Vous n'êtes pas membre (devenir membre) ou pas connecté (se connecter)
Bernard Marois

Bernard Marois

Bernard Marois est diplomé d’HEC, MBA de l’Université Columbia de New York et docteur en sciences de gestion. Il est actuellement professeur emeritus au Groupe HEC.

Il écrit régulièrement dans des revues spécialisées, telles que Banque Magazine, La Revue Francaise de Gestion ou Les Echos.

A quoi sert le FMI

Audience de l'article : 2410 lectures
Nombre de commentaires : 0 réactions

A l’heure où beaucoup suggèrent de créer un Fonds Monétaire Européen pour sauver la Grèce, il paraît utile de revenir sur les principes qui ont présidé à la création du Fonds Monétaire International. Le FMI a été créé à la suite de la Conférence Internationale de Bretton-Woods, en 1944. Dans un premier temps, il avait comme objectif de garantir la stabilité du système monétaire international, en venant au secours des monnaies en difficulté, grâce à des prêts à long terme en dollars. A l’époque, les taux de change étaient fixes (variations maximales autorisées de plus ou moins 1%), arrimés au dollar, lui même lié à l’or par un lien inamovible (le dollar valant alors un trente-cinquième d’once d’or).

Lorsque le Président Nixon décida de suspendre la convertibilité du dollar en or, le 15 août 1971, à la suite d’une détérioration prolongée de la balance des paiements des Etats-Unis (financement de la guerre du Vietnam), les cours de change perdirent leur stabilité de l’après-guerre et l’économie mondiale rentra dans un système de « taux de change flexibles ». De ce fait, le rôle du FMI changea profondément : il ne pouvait plus être « le gendarme » du système monétaire international qui désormais évoluait en fonction du marché des changes. Il trouva donc un autre rôle : soutenir les pays victimes d’un endettement excessif. A commencer par l’Amérique Latine (Brésil, Mexique, Argentine) dans les années 80 et l’Asie du Sud-Est, à la fin  des années 90, puis la Russie en 1998 et de nouveau l’Argentine en 2001.

-.-.-

# [Consigne 1]
Recopiez toutes les lignes ci-dessous, demandes comprises, en mettant à l'échelle chaque coordonnée des réponses par un facteur 0,95 et en arrondissant à l'entier le plus proche, les demi-valeurs vers le haut.
Ce texte et les lignes n'ont aucun lien entre eux.

-.-.-

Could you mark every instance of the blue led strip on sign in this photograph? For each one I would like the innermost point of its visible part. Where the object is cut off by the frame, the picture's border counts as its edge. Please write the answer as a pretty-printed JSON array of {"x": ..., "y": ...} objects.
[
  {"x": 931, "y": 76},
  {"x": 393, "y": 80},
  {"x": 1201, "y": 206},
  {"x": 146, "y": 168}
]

-.-.-

# [Consigne 2]
Énumérez les revues spécialisées dans lesquelles Bernard Marois écrit régulièrement selon le texte retenu.

# [Résultat obtenu 1]
Could you mark every instance of the blue led strip on sign in this photograph? For each one I would like the innermost point of its visible part. Where the object is cut off by the frame, the picture's border counts as its edge. Please write the answer as a pretty-printed JSON array of {"x": ..., "y": ...} objects.
[
  {"x": 884, "y": 72},
  {"x": 373, "y": 76},
  {"x": 1141, "y": 196},
  {"x": 139, "y": 160}
]

# [Résultat obtenu 2]
Banque Magazine
La Revue Francaise de Gestion
Les Echos